>> Begin
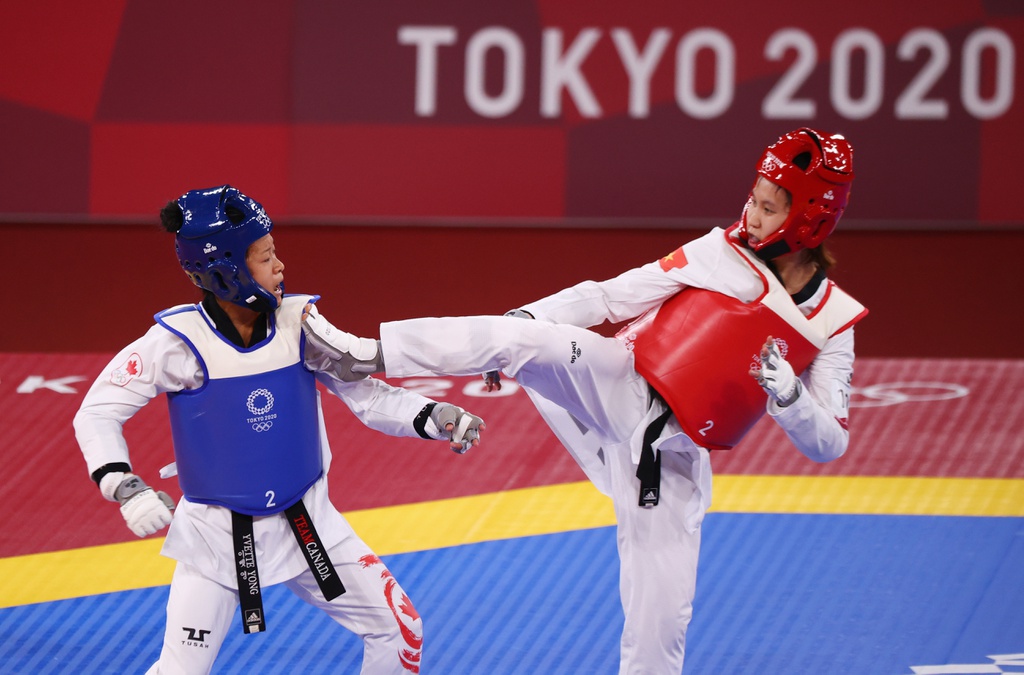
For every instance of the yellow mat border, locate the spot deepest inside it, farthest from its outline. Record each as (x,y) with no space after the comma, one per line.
(95,570)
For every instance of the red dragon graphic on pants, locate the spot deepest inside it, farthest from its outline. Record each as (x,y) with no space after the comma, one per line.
(403,613)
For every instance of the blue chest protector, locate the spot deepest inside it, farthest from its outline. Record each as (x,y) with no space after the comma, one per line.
(249,438)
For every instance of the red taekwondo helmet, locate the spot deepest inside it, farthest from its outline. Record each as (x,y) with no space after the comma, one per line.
(817,171)
(219,225)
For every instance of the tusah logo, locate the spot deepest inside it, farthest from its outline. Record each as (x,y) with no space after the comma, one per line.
(197,637)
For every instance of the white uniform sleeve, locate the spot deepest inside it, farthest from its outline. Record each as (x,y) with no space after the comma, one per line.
(816,421)
(166,364)
(633,292)
(378,405)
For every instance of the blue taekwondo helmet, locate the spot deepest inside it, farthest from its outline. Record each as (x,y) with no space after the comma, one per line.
(212,245)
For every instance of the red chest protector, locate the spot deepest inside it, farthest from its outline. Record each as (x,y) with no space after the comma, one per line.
(696,349)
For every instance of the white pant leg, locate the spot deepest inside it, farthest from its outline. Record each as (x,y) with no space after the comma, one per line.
(199,615)
(374,606)
(589,375)
(658,564)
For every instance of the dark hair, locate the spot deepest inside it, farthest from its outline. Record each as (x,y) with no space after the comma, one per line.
(171,217)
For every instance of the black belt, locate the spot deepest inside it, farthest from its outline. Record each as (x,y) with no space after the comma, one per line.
(250,594)
(649,469)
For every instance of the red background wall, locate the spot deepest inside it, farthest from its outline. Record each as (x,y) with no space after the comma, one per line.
(94,288)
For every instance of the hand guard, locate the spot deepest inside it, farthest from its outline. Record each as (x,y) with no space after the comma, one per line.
(776,376)
(460,428)
(143,509)
(353,357)
(493,379)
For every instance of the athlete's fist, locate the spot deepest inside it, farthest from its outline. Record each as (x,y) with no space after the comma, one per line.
(775,375)
(145,510)
(353,357)
(460,428)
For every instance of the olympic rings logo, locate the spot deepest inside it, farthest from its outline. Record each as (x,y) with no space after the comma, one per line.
(892,393)
(251,402)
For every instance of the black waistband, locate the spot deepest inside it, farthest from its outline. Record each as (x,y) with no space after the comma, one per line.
(250,593)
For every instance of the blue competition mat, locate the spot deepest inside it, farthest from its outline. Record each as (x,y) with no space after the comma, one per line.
(777,594)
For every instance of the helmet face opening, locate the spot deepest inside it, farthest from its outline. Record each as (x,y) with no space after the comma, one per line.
(816,170)
(219,225)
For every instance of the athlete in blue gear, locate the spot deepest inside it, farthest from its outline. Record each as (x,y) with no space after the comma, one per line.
(252,455)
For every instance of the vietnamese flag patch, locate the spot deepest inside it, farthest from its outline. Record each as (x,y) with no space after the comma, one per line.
(676,259)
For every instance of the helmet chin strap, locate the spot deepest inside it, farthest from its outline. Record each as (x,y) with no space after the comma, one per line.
(773,250)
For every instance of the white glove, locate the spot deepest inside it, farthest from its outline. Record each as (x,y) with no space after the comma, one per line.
(493,379)
(353,357)
(143,509)
(776,376)
(460,428)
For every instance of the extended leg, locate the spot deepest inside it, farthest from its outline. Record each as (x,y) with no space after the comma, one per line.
(590,376)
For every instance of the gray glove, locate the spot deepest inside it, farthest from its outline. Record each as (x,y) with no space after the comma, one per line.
(353,357)
(460,428)
(143,509)
(493,379)
(777,377)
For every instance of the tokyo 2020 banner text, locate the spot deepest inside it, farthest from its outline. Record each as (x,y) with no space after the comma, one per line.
(631,114)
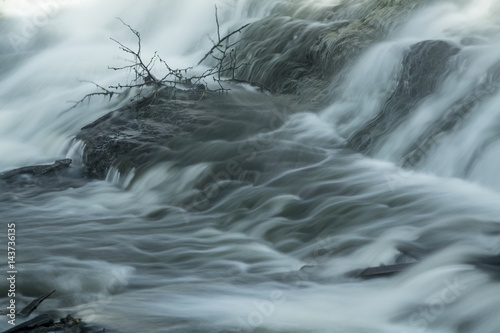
>> End
■ PROBLEM TO SOLVE
Transcribe all of the items above exactly, omitting the pictures.

■ FINAL ANSWER
For every instance of the yellow mat border, locate the spot deepest inside it, farthest from its outline. Record each as (x,y) with no space after the comma, one per line.
(95,570)
For every instance of the red dragon graphic on pants, locate the spot deepest inside it, farthest from its outline. Record each as (x,y) with no space after the comma, one per line.
(403,613)
For every instance of the blue chest protector, locate the spot deepest inside it, farthest from its outline. Record each as (x,y) with no space after the comma, one per line.
(249,438)
For every instance of the red taekwondo helmet, locate the spot deepest inside it, farthest from its outline. Record each as (x,y) with no space after the comma, one per line.
(817,171)
(219,225)
For every instance of the tusah logo, locate the spot deepest inside it, farthest from its outline. Record each as (x,y) with no space after the comma, one per line.
(197,637)
For every instance of the white uniform sleeve, locate the spot deepest inside it, farthest from its outline. Record each as (x,y) with no space after the comma, one per line.
(816,421)
(166,364)
(633,292)
(378,405)
For every instance of the blue taekwondo helmet, locate the spot deepest inside it, farthest from its outline. Record each as (x,y) with no space after the comma, one per line.
(212,245)
For every instance of the red chest protector, locate the spot deepest inside it, farthest from its outline. Record each as (x,y) with no space after the comma, one per line.
(696,349)
For every instance of the white pant leg, locate the spot deepest inside it, farthest from its outline. Record each as (x,y) with no space after the comma, one per line.
(199,615)
(374,606)
(589,375)
(658,564)
For every instance of the dark hair, locate the spot deepest inside it, farthest from its outline. Record each as (x,y) with no space after the comma, one per line.
(171,217)
For every instance of the black belt, locate the spot deepest inside it, farthest from its outline. Record each as (x,y) with no space after the comma, one per line.
(250,594)
(649,469)
For every instance of the red background wall, locate the spot deepest inside it, farthest from its outline. Record each as (x,y) with no space after the comma, one per line.
(94,288)
For every instance of the hand guard, locate the spot deepest inside it, farthest from its outline. Record each as (x,y) with no space after the comma, one per line.
(776,376)
(460,428)
(143,509)
(353,357)
(493,379)
For every instance of the athlete's fist, locate the spot deepest inside it, farthest from its outline. Record each as (x,y) with no space after the comma, one per line.
(775,375)
(145,510)
(353,357)
(460,428)
For every instance of the olympic rings logo, locate the spot deepest inside it, farthest from its outline. Record each as (x,y) with no space after the comma, one per line.
(892,393)
(251,402)
For every instance of the black waistband, locate the spot deepest inside it, farthest from its outline. Record each as (x,y) with no space after the comma, one per line.
(250,593)
For every instance of the blue competition mat, locate the spot deepest inside it, farthest from its outline. Record each as (x,y) with no space after the comma, one per line.
(777,594)
For every instance of the helmet face opening, locate the spot deepest inside it, farthest from its outline. Record each as (x,y) with no space after the comma, one per line.
(816,170)
(219,225)
For every instance of the athlete in blue gear, locate the spot deepest inside it, farthest from its outline. Record each as (x,y) with no space after the comma, one per line.
(252,455)
For every instance of the vietnamese flag patch, locate the spot deepest inside it, farthest from its outline. Record each as (x,y) with no space after the comma, one per line.
(676,259)
For every instance of the helmet chin strap, locate the spot deepest inside it, farthest from its outline. Record each as (x,y) with no space after the comma, one per line.
(773,250)
For every instance of the white glove, locate the spot deepest inside it, farthest from its outline. Record each as (x,y) with no space after the comma, one per line.
(493,379)
(353,357)
(143,509)
(776,376)
(460,428)
For every instance of the extended leg, locate the spot deepest inside it, farthest from its outline. Record each as (x,y) with no space after the comma, one per line.
(590,376)
For every instance of the gray glove, locate the spot deepest inside it, farthest from its outline. Record each as (x,y) with no space after the comma, one per line.
(353,357)
(460,428)
(143,509)
(493,379)
(777,377)
For every instance of the tokyo 2020 banner text, locate the spot deepest inside it, farthest from its outline. Record each as (x,y) with no space after the comma, one per line.
(631,114)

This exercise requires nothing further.